-- start of Exercise materials --
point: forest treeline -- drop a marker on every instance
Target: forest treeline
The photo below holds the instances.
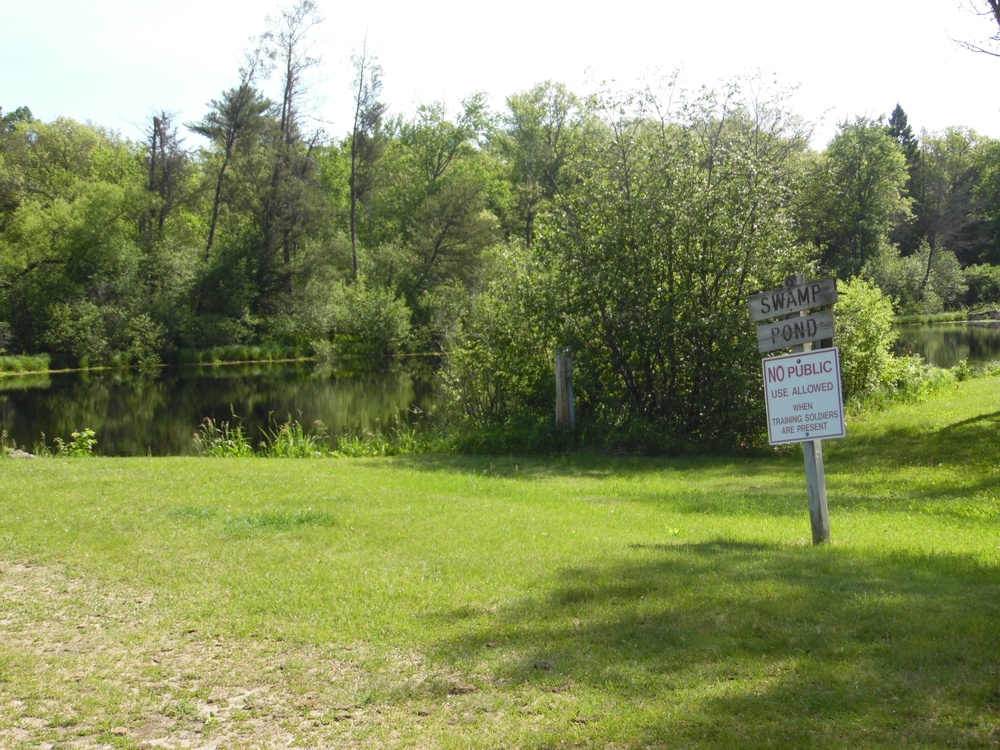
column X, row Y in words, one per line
column 630, row 226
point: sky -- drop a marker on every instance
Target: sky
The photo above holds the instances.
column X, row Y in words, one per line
column 115, row 63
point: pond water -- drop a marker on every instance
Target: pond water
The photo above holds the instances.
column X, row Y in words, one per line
column 158, row 413
column 946, row 344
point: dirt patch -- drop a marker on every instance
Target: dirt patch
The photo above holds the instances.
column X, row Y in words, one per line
column 82, row 667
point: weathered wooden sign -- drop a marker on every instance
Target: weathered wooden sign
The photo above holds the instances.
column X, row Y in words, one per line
column 800, row 388
column 795, row 331
column 788, row 300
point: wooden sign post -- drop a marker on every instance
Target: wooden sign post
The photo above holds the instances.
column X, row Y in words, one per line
column 804, row 381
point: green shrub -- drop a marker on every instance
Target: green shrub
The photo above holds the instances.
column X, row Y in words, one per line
column 370, row 321
column 81, row 445
column 865, row 336
column 983, row 285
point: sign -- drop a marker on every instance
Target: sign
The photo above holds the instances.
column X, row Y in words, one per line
column 788, row 300
column 781, row 334
column 804, row 396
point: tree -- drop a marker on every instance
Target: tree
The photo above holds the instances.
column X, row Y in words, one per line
column 70, row 263
column 542, row 128
column 166, row 163
column 367, row 145
column 236, row 122
column 855, row 196
column 988, row 9
column 644, row 263
column 287, row 209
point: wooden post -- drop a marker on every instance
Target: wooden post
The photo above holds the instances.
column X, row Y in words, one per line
column 812, row 452
column 565, row 412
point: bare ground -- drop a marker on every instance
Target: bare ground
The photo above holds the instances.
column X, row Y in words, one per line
column 85, row 668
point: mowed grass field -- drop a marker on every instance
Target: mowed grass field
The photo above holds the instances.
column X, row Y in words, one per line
column 450, row 602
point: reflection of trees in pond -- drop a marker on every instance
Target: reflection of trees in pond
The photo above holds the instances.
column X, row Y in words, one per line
column 946, row 345
column 117, row 405
column 159, row 412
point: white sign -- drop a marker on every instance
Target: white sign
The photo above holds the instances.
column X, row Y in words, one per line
column 804, row 396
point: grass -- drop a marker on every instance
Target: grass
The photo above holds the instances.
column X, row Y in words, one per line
column 955, row 316
column 452, row 602
column 24, row 363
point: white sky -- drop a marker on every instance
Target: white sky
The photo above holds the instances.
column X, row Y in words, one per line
column 116, row 62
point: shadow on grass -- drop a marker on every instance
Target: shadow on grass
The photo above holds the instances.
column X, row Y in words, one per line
column 725, row 644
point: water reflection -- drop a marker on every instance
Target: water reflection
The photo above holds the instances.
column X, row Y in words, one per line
column 946, row 344
column 157, row 413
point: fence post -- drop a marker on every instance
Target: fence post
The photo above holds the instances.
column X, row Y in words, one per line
column 565, row 412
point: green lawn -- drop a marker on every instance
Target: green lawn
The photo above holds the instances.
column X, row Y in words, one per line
column 451, row 602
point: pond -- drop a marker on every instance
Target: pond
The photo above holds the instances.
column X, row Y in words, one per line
column 158, row 413
column 946, row 344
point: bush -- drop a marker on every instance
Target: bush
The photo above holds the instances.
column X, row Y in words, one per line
column 865, row 336
column 370, row 322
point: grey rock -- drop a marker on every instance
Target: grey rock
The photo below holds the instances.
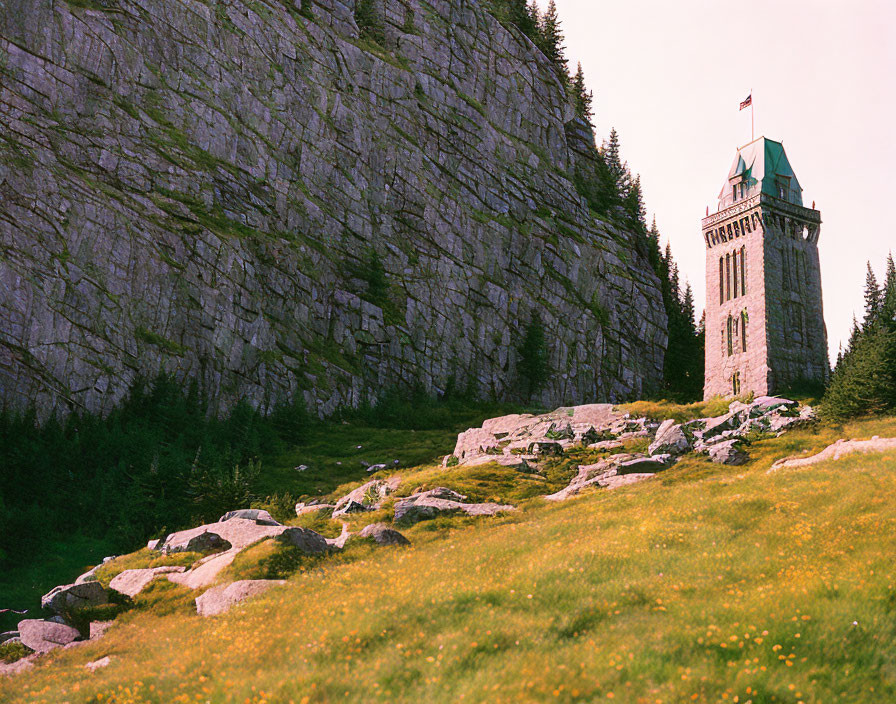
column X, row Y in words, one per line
column 95, row 665
column 43, row 636
column 421, row 507
column 306, row 540
column 74, row 596
column 645, row 465
column 219, row 600
column 260, row 516
column 382, row 534
column 302, row 509
column 728, row 452
column 98, row 628
column 326, row 155
column 132, row 582
column 671, row 439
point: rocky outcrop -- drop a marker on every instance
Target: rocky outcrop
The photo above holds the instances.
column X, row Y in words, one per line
column 837, row 450
column 510, row 440
column 218, row 600
column 69, row 597
column 43, row 636
column 382, row 534
column 261, row 201
column 442, row 502
column 132, row 582
column 260, row 516
column 367, row 497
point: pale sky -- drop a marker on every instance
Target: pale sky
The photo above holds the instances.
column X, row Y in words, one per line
column 670, row 76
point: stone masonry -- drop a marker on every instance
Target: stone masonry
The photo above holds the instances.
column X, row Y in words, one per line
column 764, row 319
column 271, row 204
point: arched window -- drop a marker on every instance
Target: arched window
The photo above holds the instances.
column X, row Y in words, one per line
column 734, row 272
column 727, row 277
column 721, row 281
column 730, row 338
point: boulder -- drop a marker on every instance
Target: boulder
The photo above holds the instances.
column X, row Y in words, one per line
column 90, row 575
column 728, row 452
column 545, row 448
column 351, row 506
column 302, row 509
column 218, row 600
column 43, row 636
column 645, row 465
column 306, row 540
column 671, row 439
column 197, row 541
column 98, row 664
column 98, row 628
column 618, row 480
column 421, row 507
column 219, row 537
column 260, row 516
column 132, row 582
column 74, row 596
column 20, row 665
column 205, row 572
column 366, row 497
column 382, row 534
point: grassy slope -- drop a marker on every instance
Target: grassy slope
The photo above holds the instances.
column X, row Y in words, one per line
column 706, row 584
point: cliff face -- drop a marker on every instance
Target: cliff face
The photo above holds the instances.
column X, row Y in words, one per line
column 234, row 192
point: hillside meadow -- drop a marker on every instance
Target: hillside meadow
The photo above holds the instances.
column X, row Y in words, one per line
column 706, row 584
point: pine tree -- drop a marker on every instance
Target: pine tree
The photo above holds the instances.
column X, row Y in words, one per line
column 889, row 292
column 634, row 203
column 519, row 13
column 873, row 299
column 552, row 39
column 582, row 97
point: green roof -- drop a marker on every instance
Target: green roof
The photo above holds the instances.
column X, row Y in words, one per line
column 764, row 166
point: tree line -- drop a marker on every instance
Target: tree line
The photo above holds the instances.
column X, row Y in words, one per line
column 615, row 192
column 864, row 378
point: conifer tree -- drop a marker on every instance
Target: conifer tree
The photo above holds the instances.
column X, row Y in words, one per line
column 889, row 292
column 635, row 205
column 520, row 14
column 873, row 299
column 552, row 39
column 582, row 97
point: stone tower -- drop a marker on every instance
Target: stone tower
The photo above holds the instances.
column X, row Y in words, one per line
column 764, row 321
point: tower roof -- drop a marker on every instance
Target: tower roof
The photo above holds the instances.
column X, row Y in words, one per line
column 762, row 166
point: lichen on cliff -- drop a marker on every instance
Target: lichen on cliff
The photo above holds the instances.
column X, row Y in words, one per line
column 202, row 187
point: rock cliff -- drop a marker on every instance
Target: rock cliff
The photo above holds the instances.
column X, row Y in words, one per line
column 252, row 194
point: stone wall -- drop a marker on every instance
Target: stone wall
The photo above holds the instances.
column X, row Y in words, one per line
column 786, row 340
column 234, row 192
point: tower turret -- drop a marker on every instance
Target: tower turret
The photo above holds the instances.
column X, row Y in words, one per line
column 764, row 319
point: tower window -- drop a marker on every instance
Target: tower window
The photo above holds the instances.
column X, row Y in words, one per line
column 734, row 271
column 721, row 282
column 730, row 338
column 727, row 277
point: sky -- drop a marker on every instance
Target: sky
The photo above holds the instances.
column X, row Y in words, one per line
column 669, row 76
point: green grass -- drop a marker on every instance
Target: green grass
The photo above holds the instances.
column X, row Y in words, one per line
column 23, row 585
column 708, row 584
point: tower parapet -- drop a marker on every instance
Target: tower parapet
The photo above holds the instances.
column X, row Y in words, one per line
column 764, row 319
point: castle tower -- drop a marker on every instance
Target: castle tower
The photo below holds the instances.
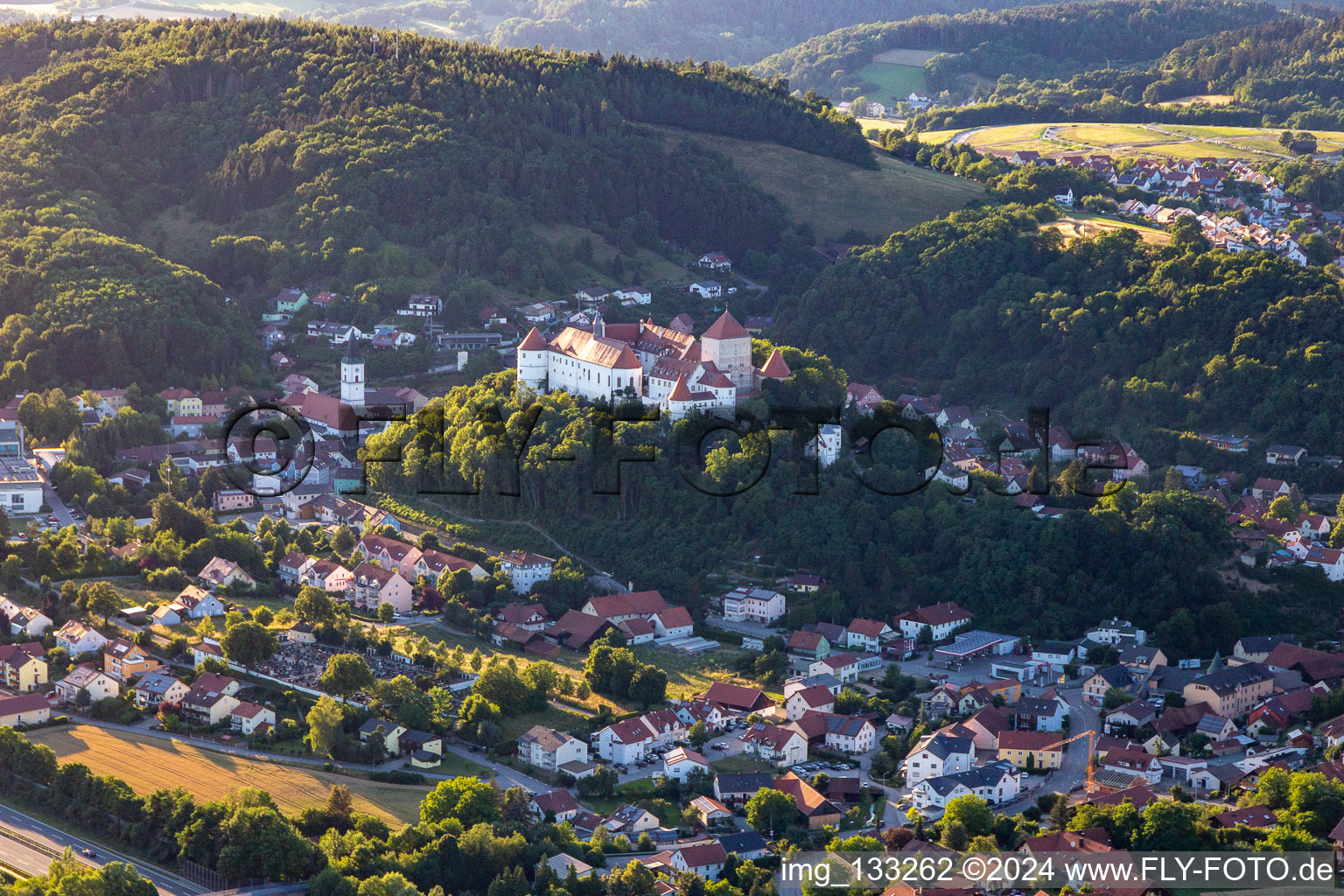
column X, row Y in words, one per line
column 353, row 374
column 533, row 361
column 729, row 346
-- end of Exercise materials --
Can you convert all the items above into a JSON list of strings, with one string per line and no blank lines? Leave the pictures out of the answer.

[
  "point: forest treeline -- drop a marker on every instance",
  "Target: forest treeline",
  "The photo below holds the instances.",
  "column X, row Y in words, one per line",
  "column 630, row 226",
  "point: sky -- drop a marker on every instance",
  "Target: sky",
  "The photo above holds the instances.",
  "column X, row Y in words, one per line",
  "column 115, row 63",
  "point: pond water -- drop a marker on every instance",
  "Target: pond water",
  "The photo above holds the instances.",
  "column X, row Y in words, one per line",
  "column 158, row 413",
  "column 946, row 344",
  "point: dirt patch -- drop a marker on every instance",
  "Target: dirt patch",
  "The photo above holds the instances.",
  "column X, row Y in words, one per line",
  "column 82, row 667",
  "point: weathered wooden sign -- drop a marker on every instance",
  "Target: weathered wooden sign",
  "The photo above holds the instances.",
  "column X, row Y in words, one per line",
  "column 800, row 388",
  "column 795, row 331",
  "column 788, row 300",
  "point: wooden sign post -- drop a marker on every instance",
  "Target: wooden sign post",
  "The photo above holds the instances.",
  "column X, row Y in words, one per line",
  "column 804, row 381",
  "point: green shrub -- drop a marker on every instance",
  "Target: green shrub",
  "The photo above holds the instances.",
  "column X, row Y in words, one per line",
  "column 370, row 321",
  "column 81, row 445",
  "column 865, row 336",
  "column 983, row 285",
  "point: sign -- drop a marker on every instance",
  "Target: sign",
  "The photo above holds the instances.",
  "column X, row Y in words, one per line",
  "column 788, row 300",
  "column 781, row 334",
  "column 804, row 396",
  "point: tree -- drop a marker on every instance",
  "Target: tree",
  "The photo above holds the instances.",
  "column X, row Y in words, one per line",
  "column 70, row 263",
  "column 542, row 128",
  "column 166, row 163",
  "column 367, row 145",
  "column 236, row 122",
  "column 855, row 196",
  "column 988, row 9",
  "column 644, row 263",
  "column 287, row 209",
  "point: wooden post -- drop a marker on every instance",
  "Target: wooden post",
  "The photo above holds the instances.",
  "column X, row Y in words, one per line",
  "column 812, row 452",
  "column 565, row 412",
  "point: bare ground -- drop a marker on every instance",
  "Target: bare ground",
  "The photo above holds the instances.",
  "column X, row Y in words, one per line",
  "column 85, row 668",
  "point: mowed grass field -- drop a marker on every instance",
  "Target: mowed grass field",
  "The photo above holds the instances.",
  "column X, row Y in words, one per line",
  "column 450, row 602",
  "point: reflection of trees in pond -- drop a marker on every instance",
  "Target: reflection of trees in pond",
  "The photo above holds the instances.",
  "column X, row Y in words, one per line",
  "column 946, row 345",
  "column 117, row 405",
  "column 159, row 412",
  "point: white sign -- drop a marker on every instance",
  "Target: white sign",
  "The photo above holds the instances.",
  "column X, row Y in words, one per line",
  "column 804, row 396",
  "point: grass -- drop a marker on every instance",
  "Target: grass",
  "The photo above holds the instances.",
  "column X, row Y in words, one per line",
  "column 955, row 316",
  "column 452, row 602",
  "column 24, row 363",
  "point: white sky -- drop a marker on every instance",
  "Target: white sky",
  "The photo above holds the instances.",
  "column X, row Y in words, one per line",
  "column 116, row 62",
  "point: shadow on grass -- drop a marker on every instance",
  "Target: shadow on grass",
  "The photo above holds the instances.",
  "column X, row Y in words, one per line",
  "column 725, row 644",
  "point: water reflection -- drop a marker on every instance",
  "Target: water reflection",
  "The photo above holds the instances.",
  "column X, row Y in words, one per line",
  "column 946, row 344",
  "column 157, row 413",
  "point: fence post -- drop a marker on every instance",
  "Target: fence post",
  "The photo above holds the instances.",
  "column X, row Y in words, one per line",
  "column 565, row 412",
  "point: green lawn -- drop a marker on every instance",
  "Target: green lawn",
  "The photo above holds the instances.",
  "column X, row Y in words, one per line",
  "column 451, row 602",
  "point: pond -- drop a marker on every instance",
  "Target: pond",
  "The photo above holds the instances.",
  "column X, row Y in words, one per line",
  "column 158, row 413",
  "column 946, row 344",
  "point: bush -- drop a marker on every instance",
  "Target: bush",
  "The photo above holds the instances.",
  "column X, row Y in words, one per line",
  "column 865, row 336",
  "column 370, row 322",
  "point: grey rock -- drop a marker on every instance",
  "Target: grey rock",
  "The photo below holds the instances.",
  "column X, row Y in words, one per line",
  "column 95, row 665",
  "column 43, row 636",
  "column 421, row 507",
  "column 306, row 540",
  "column 74, row 596",
  "column 645, row 465",
  "column 219, row 600",
  "column 260, row 516",
  "column 382, row 534",
  "column 302, row 509",
  "column 728, row 452",
  "column 98, row 628",
  "column 326, row 155",
  "column 132, row 582",
  "column 671, row 439",
  "point: rocky outcrop -- drop a marker on every instance",
  "Target: rocky outcrop",
  "The photo above holds the instances.",
  "column X, row Y in words, one per line",
  "column 837, row 450",
  "column 510, row 440",
  "column 218, row 600",
  "column 69, row 597",
  "column 43, row 636",
  "column 382, row 534",
  "column 261, row 201",
  "column 442, row 502",
  "column 132, row 582",
  "column 260, row 516",
  "column 367, row 497",
  "point: pale sky -- drop a marker on every instance",
  "Target: pale sky",
  "The photo above holds the instances.",
  "column X, row Y in words, one per line",
  "column 670, row 76",
  "point: stone masonry -- drop a marker on every instance",
  "Target: stone masonry",
  "The photo above holds the instances.",
  "column X, row Y in words, one per line",
  "column 764, row 319",
  "column 271, row 204",
  "point: arched window -- drop a marker on every instance",
  "Target: arched window",
  "The photo above holds the instances.",
  "column X, row Y in words, one per line",
  "column 734, row 272",
  "column 727, row 277",
  "column 721, row 281",
  "column 730, row 338",
  "point: boulder -- drop a marker on every instance",
  "Target: boulder",
  "The photo above holds the instances.",
  "column X, row Y in words, one per line",
  "column 90, row 575",
  "column 728, row 452",
  "column 545, row 448",
  "column 351, row 506",
  "column 302, row 509",
  "column 218, row 600",
  "column 43, row 636",
  "column 645, row 465",
  "column 306, row 540",
  "column 671, row 439",
  "column 197, row 541",
  "column 98, row 664",
  "column 98, row 628",
  "column 618, row 480",
  "column 421, row 507",
  "column 219, row 537",
  "column 260, row 516",
  "column 132, row 582",
  "column 74, row 596",
  "column 20, row 665",
  "column 205, row 572",
  "column 366, row 497",
  "column 382, row 534",
  "point: grassy slope -- drop a marker on every instance",
  "Target: grassy slope",
  "The photo above holds the instances.",
  "column X, row Y in words, one per line",
  "column 706, row 584",
  "point: cliff face -- drop a marker on every instance",
  "Target: cliff face",
  "The photo above holds the instances.",
  "column X, row Y in words, one per line",
  "column 234, row 192",
  "point: hillside meadow -- drop a marker on every instance",
  "Target: hillside meadow",
  "The photo above holds the instances.",
  "column X, row Y in words, one per line",
  "column 706, row 584",
  "point: pine tree -- drop a marker on every instance",
  "Target: pine tree",
  "The photo above holds the instances.",
  "column X, row Y in words, one per line",
  "column 889, row 292",
  "column 634, row 203",
  "column 519, row 13",
  "column 873, row 299",
  "column 552, row 39",
  "column 582, row 97",
  "point: green roof -- drop a marker on every instance",
  "Target: green roof",
  "The photo above holds the instances.",
  "column X, row Y in words, one per line",
  "column 764, row 166",
  "point: tree line -- drop a marker on every instance",
  "Target: tree line",
  "The photo above holds the instances.",
  "column X, row Y in words, one per line",
  "column 615, row 192",
  "column 864, row 378",
  "point: conifer tree -- drop a marker on every instance",
  "Target: conifer tree",
  "The photo above holds the instances.",
  "column X, row Y in words, one per line",
  "column 889, row 292",
  "column 635, row 205",
  "column 520, row 14",
  "column 873, row 299",
  "column 552, row 39",
  "column 582, row 97",
  "point: stone tower -- drop a marker on every instance",
  "Target: stone tower",
  "The photo above holds the instances.",
  "column X, row Y in words, one per line",
  "column 764, row 321",
  "point: tower roof -- drop a marker on every instance",
  "Target: tower roof",
  "The photo above holds the instances.",
  "column X, row Y in words, one per line",
  "column 762, row 166",
  "point: lichen on cliff -- drop a marker on every instance",
  "Target: lichen on cliff",
  "The photo above holds the instances.",
  "column X, row Y in words, one per line",
  "column 202, row 187",
  "point: rock cliff -- drop a marker on every instance",
  "Target: rock cliff",
  "The photo above holds the instances.",
  "column X, row Y in words, one per line",
  "column 252, row 194",
  "point: stone wall -- drop a marker on every instance",
  "Target: stone wall",
  "The photo above holds the instances.",
  "column X, row Y in words, one per line",
  "column 786, row 340",
  "column 234, row 192",
  "point: tower turret -- drop a marker on every instance",
  "Target: tower turret",
  "The photo above holds the instances.",
  "column X, row Y in words, one per line",
  "column 764, row 319",
  "point: tower window -- drop a marker on every instance",
  "Target: tower window",
  "The photo above holds the instances.",
  "column X, row Y in words, one per line",
  "column 734, row 271",
  "column 721, row 282",
  "column 730, row 338",
  "column 727, row 277",
  "point: sky -- drop a marker on every instance",
  "Target: sky",
  "The photo above holds the instances.",
  "column X, row Y in words, one per line",
  "column 669, row 76",
  "point: green grass -- drop a marker on every instance",
  "Target: green grass",
  "The photo above holds the instances.",
  "column X, row Y in words, one per line",
  "column 23, row 585",
  "column 708, row 584",
  "point: tower parapet -- drop a marker on every instance",
  "Target: tower parapet",
  "The photo above holds the instances.",
  "column X, row Y in words, one per line",
  "column 764, row 319",
  "point: castle tower -- drop a marker on every instance",
  "Target: castle tower",
  "The photo below holds the instances.",
  "column X, row Y in words, one per line",
  "column 353, row 374",
  "column 533, row 361",
  "column 729, row 346"
]